Li Si (Mandarin: ;  BCSeptember or October 208 BC) was a Chinese calligrapher, philosopher, and politician of the Qin dynasty. He served as Chancellor (or Prime Minister) from 246 to 208 BC under two rulers: Qin Shi Huang, the king of the Qin state and later the First Emperor of the Qin dynasty; and Qin Er Shi, Qin Shi Huang's eighteenth son and the Second Emperor. Concerning administrative methods, Li Si "indicated that he admired and utilized the ideas of Shen Buhai", repeatedly referring to the technique of Shen Buhai and Han Fei, but regarding law followed Shang Yang.

John Knoblock, a translator of classical Chinese texts, considered Li Si "one of the two or three most important figures in Chinese history"; Li Si assisted the Emperor Shi Huangdi in unifying the laws, governmental ordinances, weights and measures, and standardized chariots, carts, and the characters used in writing... [facilitating] the cultural unification of China. He "created a government based solely on merit, so that in the empire sons and younger brothers in the imperial clan were not ennobled, but meritorious ministers were", and "pacified the frontier regions by subduing the barbarians to the north and south". He had the weapons of the feudal states melted and cast into musical bells and large human statues, and relaxed taxes and the draconian punishments inherited from Shang Yang.

Early life 
Li Si was originally from Shang Cai () in the State of Chu. As a young man he was a minor functionary in the local administration of Chu. According to the Records of the Great Historian, one day Li Si observed that rats in the outhouse were dirty and hungry but the rats in the barn house were well fed. He suddenly realized that "there is no set standard for honour since everyone's life is different.  The values of people are determined by their social status.  And like rats, people's social status often depends purely on the random life events around them.  And so instead of always being restricted by moral codes, people should do what they deemed best at the moment." He made up his mind to take up politics as a career, which was a common choice for scholars not from a noble family during the Warring States period.

Li Si was unable to advance his career in Chu.  He believed that achieving nothing in life while being so intelligent and educated would bring shame to not just himself but to all scholars.  After having finished his education with the famous Confucian thinker Xunzi, he moved to the State of Qin, the most powerful state at that time in an attempt to advance his political career.

Career in Qin 
During his stay in Qin, Li Si became a guest of Prime Minister Lü Buwei and got the chance to talk to Ying Zheng, who would later become the first emperor of a unified China, Qin Shi Huang. Li Si expressed that the Qin state was extremely powerful, but uniting China was still impossible if all of the other six states united to fight against Qin.  Qin Shi Huang was impressed by Li Si's view of how to unify China. Having adopted Li Si's proposal, the ruler of Qin spent generously to lure intellectuals to the state of Qin and sent out assassins to kill important scholars in other states.

**INSTRUCTIONS**
1. In the Li Si article, what state was Li Si originally from?
2. Quote the Li Si article word for word, starting at "Li Si was unable" and ending at "his political career.".
3. Using the Li Si article, explain in one to three sentences why Li Si moved to the State of Qin.
The material that comes next has no connection to the Li Si article.

**SUPPLIED INFORMATION**

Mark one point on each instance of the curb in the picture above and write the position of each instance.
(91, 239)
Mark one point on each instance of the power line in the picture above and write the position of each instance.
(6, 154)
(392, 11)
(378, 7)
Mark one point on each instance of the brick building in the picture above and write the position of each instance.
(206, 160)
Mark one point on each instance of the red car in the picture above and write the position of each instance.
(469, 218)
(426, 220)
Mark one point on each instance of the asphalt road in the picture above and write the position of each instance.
--
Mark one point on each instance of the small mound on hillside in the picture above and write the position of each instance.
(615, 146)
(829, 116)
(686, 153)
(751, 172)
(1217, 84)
--
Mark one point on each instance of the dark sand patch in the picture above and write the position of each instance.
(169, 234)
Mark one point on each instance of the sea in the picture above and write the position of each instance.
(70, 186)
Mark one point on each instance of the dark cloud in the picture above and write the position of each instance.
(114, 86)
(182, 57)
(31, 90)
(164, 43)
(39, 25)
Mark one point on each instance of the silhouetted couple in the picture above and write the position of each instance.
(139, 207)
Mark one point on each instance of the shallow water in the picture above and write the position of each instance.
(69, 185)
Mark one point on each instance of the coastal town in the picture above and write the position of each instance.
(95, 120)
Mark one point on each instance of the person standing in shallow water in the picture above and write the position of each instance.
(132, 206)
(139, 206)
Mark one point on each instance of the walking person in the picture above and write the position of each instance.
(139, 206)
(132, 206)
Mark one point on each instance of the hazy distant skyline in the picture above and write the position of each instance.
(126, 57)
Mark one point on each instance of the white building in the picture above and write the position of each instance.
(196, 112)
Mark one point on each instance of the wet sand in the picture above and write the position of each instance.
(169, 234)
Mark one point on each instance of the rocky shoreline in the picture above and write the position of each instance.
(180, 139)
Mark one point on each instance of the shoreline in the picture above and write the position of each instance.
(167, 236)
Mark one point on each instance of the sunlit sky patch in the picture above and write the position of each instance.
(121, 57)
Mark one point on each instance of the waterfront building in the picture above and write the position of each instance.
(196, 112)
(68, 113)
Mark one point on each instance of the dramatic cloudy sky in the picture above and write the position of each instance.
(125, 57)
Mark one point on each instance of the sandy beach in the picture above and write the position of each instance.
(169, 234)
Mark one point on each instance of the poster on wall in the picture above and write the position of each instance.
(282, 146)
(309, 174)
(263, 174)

**RESULTS OF THE TASKS**
1. He was from Shang Cai in the State of Chu.

2.
Li Si was unable to advance his career in Chu.  He believed that achieving nothing in life while being so intelligent and educated would bring shame to not just himself but to all scholars.  After having finished his education with the famous Confucian thinker Xunzi, he moved to the State of Qin, the most powerful state at that time in an attempt to advance his political career.

3. Li Si could not advance his career in Chu, and he believed that achieving nothing while being so intelligent and educated would shame both himself and all scholars. He therefore moved to Qin, the most powerful state at that time, to try to advance his political career.